═════ Source

I would consider SF a viable Github alternative, but the bad reputation caused by a temporary owner just seems to stick forever.


The Sourceforge UI and overall experience is still a decade or more behind the experience on GitHub and most of the other modern and maintained equivalent sites/services like Fossil, GitLab, Gitea, etc

That ancient feeling UI doesn’t win them a lot of forgiveness, if the only notable change has been “we took away the malware” and the site continues to remain stagnant, SourceForge will continue to feel very inferior to more modern alternatives.


Just goes to show how much damage you can do to a brand by betraying your users. I still won't use SourceForge, fuck them.


SF's development was also essentially stalled during that period, and the current owner has to do much more things other than (proper) management to cope with competitors. If you need a proof, compare SF with Gitea/Forgejo.


Open Source = a Microsoft property... I don't want it to be true and I will act like it isn't true for things I have influence over - i.e. it's not the first choice for hosting a repository.

══════════
═════ Material supplied

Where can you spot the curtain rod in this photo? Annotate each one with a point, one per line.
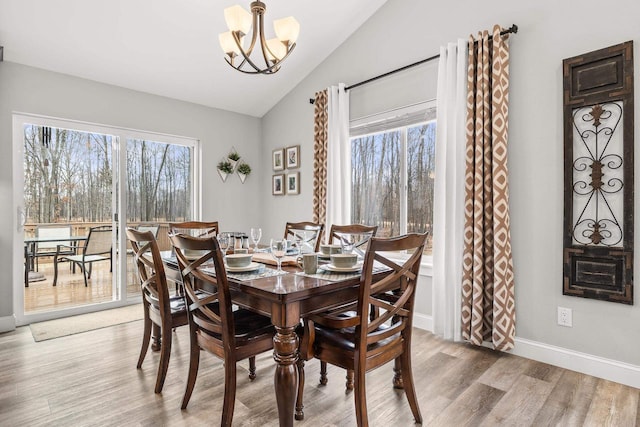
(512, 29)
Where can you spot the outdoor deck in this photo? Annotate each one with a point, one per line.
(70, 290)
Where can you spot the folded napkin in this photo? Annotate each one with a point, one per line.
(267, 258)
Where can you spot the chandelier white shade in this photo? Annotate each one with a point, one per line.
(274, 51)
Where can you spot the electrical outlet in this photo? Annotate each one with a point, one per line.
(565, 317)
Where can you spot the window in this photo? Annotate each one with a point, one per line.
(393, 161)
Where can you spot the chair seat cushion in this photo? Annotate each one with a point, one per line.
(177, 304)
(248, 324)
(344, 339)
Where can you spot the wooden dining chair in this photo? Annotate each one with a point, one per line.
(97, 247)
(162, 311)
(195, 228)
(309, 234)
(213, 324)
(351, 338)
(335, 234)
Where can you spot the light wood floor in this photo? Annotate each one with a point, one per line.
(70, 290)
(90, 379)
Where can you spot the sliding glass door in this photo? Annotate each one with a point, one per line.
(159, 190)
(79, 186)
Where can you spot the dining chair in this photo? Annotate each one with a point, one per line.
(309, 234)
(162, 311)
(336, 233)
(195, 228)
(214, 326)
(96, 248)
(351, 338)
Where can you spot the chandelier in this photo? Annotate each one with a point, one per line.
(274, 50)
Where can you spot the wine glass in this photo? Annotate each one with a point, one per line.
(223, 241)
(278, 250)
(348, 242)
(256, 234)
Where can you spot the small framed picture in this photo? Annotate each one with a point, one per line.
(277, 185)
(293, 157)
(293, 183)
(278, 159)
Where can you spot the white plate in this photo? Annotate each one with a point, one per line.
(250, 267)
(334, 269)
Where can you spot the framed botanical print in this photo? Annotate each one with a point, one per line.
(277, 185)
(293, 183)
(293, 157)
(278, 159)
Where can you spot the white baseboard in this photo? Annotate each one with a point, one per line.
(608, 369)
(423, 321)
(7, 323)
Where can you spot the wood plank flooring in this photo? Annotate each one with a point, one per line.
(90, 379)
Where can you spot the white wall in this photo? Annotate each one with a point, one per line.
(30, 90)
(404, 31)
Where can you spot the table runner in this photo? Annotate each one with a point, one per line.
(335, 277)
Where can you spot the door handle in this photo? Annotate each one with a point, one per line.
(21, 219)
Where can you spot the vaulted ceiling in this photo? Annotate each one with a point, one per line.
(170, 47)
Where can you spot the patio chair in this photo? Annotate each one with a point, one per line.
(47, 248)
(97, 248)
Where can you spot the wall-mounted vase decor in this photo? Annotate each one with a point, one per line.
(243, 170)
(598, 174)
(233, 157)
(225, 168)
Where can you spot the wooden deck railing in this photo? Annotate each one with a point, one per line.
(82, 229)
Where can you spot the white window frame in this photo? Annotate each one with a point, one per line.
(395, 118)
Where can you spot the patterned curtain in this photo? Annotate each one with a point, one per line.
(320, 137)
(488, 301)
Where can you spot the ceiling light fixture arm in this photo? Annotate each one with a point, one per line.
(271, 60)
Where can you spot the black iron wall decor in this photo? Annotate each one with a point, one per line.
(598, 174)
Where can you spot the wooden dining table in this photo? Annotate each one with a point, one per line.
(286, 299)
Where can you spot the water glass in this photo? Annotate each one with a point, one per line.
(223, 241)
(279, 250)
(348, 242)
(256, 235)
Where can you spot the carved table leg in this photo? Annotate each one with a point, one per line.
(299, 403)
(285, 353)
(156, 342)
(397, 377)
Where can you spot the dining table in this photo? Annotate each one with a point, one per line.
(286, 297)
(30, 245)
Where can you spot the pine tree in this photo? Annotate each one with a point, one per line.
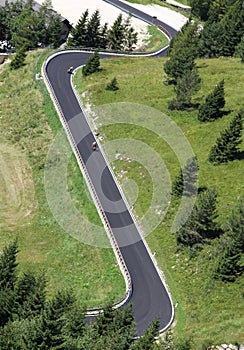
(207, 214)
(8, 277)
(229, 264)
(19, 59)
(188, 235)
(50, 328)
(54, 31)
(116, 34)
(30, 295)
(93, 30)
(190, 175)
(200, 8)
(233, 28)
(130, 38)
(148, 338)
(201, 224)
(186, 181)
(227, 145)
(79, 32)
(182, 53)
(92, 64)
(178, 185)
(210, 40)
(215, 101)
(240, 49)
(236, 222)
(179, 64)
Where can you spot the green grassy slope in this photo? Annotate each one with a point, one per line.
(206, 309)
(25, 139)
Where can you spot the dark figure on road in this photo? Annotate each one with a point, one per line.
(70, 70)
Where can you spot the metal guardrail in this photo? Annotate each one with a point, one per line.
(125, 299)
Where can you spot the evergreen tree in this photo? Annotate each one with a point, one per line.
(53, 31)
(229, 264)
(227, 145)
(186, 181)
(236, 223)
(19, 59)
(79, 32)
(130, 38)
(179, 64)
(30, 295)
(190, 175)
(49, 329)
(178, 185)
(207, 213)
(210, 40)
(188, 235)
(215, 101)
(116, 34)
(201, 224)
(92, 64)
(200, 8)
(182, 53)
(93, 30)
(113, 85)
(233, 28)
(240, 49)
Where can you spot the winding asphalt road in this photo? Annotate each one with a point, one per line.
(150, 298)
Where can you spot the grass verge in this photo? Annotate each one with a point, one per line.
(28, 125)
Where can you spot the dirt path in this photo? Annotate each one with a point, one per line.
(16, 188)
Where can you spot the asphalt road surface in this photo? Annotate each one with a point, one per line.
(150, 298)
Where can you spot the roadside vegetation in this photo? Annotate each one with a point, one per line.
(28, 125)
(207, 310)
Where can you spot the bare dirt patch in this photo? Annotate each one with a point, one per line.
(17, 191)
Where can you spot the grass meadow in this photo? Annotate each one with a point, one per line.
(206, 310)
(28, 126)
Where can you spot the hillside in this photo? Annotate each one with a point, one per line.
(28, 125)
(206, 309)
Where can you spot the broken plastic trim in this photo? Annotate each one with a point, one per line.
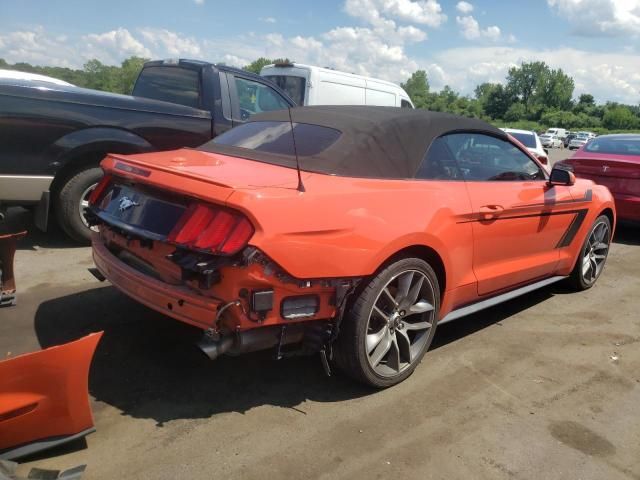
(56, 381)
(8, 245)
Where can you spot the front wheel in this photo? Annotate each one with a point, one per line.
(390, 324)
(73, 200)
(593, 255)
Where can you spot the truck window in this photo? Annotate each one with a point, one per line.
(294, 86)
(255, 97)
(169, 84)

══════════
═════ Material supplied

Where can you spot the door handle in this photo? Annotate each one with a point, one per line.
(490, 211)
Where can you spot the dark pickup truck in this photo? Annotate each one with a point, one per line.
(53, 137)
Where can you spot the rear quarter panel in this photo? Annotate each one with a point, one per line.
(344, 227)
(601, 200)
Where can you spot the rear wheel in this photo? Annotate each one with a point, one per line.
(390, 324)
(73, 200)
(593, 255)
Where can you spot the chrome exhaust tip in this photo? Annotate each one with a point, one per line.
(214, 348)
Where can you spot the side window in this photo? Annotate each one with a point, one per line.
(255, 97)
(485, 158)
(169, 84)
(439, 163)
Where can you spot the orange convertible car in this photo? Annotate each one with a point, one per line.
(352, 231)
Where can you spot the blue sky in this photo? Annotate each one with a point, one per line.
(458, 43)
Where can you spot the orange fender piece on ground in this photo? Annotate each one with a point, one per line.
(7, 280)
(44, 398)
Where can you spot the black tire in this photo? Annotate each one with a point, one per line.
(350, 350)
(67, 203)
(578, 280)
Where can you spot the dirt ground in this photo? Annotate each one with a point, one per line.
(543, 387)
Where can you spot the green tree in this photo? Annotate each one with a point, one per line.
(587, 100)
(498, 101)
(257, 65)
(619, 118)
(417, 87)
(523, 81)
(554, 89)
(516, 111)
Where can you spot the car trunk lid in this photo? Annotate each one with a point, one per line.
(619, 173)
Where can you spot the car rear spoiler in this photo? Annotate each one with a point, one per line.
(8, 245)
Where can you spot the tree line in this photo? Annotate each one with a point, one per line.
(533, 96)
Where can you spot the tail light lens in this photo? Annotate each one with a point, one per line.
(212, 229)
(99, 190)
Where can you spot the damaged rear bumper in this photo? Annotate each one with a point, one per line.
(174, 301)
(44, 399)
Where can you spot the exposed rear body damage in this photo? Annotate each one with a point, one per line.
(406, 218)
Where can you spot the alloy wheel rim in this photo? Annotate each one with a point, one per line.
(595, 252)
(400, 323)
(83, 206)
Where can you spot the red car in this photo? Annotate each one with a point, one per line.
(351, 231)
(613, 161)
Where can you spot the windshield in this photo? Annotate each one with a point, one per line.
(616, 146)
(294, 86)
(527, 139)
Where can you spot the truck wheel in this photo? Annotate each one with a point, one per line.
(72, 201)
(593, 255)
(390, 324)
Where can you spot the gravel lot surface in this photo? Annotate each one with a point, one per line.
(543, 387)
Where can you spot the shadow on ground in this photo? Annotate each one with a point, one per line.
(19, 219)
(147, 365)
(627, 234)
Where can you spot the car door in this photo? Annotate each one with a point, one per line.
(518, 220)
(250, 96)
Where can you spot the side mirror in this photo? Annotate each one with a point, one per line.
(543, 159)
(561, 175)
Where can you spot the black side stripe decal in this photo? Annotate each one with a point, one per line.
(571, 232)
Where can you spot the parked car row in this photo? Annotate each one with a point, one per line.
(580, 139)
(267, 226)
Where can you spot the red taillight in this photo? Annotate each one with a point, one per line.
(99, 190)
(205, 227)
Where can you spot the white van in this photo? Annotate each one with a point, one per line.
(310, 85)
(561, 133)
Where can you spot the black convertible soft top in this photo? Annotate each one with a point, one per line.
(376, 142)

══════════
═════ Material supplied

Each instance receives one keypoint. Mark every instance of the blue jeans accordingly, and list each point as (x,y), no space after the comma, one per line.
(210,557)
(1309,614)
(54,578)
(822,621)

══════════

**Requirements:**
a) Reproduce the part of the SourceForge thread that opens with the words containing "SF's development was" and closes with "SF with Gitea/Forgejo.".
b) Name every code-hosting site or service, other than SourceForge itself, that the SourceForge thread mentions.

**Outputs by task:**
a)
SF's development was also essentially stalled during that period, and the current owner has to do much more things other than (proper) management to cope with competitors. If you need a proof, compare SF with Gitea/Forgejo.

b) GitHub, Fossil, GitLab, Gitea, Forgejo